- **Task details**
In the records below, the lines from the one containing "Sample: <point>2,228</point>" through the last are to be reproduced exactly and alone.

- **Input records**
----------

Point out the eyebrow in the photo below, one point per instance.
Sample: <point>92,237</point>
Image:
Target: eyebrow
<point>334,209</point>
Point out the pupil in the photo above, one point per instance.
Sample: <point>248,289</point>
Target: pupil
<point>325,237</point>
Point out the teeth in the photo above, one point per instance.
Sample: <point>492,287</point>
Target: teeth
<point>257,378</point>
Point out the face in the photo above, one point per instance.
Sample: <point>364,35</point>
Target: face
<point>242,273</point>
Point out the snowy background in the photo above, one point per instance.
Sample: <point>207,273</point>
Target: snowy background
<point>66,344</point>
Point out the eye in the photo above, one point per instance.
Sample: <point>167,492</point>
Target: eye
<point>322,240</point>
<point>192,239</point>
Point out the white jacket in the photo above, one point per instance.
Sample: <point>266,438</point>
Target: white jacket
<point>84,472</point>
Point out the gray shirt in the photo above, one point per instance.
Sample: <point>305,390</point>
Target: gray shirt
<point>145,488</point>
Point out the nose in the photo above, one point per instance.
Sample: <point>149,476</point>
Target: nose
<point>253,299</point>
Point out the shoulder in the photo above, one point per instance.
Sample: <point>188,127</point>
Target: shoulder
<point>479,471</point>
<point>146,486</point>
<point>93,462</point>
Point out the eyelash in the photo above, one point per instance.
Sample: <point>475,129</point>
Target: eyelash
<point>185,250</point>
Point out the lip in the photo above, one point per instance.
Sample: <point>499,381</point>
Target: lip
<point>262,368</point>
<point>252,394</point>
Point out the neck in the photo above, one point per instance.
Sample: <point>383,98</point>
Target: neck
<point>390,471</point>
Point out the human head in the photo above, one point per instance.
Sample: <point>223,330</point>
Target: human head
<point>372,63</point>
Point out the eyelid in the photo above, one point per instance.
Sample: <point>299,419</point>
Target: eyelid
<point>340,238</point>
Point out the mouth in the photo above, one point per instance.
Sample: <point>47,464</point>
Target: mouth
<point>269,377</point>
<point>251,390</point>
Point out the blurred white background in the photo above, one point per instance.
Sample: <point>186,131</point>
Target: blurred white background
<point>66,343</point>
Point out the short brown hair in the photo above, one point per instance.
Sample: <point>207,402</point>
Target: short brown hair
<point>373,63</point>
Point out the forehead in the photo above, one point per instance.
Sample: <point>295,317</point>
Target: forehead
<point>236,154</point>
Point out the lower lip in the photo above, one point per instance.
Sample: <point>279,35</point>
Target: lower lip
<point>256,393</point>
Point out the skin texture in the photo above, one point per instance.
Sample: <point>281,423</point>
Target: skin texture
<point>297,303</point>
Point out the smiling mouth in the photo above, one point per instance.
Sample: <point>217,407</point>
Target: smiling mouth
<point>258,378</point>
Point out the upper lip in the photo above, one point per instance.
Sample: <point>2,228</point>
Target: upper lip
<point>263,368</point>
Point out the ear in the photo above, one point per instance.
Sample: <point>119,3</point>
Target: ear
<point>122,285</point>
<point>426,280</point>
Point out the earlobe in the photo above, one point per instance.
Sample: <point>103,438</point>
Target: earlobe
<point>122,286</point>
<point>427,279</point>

----------

- **Written reply**
Sample: <point>2,228</point>
Target: upper lip
<point>263,368</point>
Point out the ear in the photo above, one point per instance.
Sample: <point>119,3</point>
Target: ear
<point>122,285</point>
<point>426,280</point>
Point out the earlobe in the photo above, one point per instance.
Sample: <point>103,438</point>
Target: earlobe
<point>122,286</point>
<point>427,279</point>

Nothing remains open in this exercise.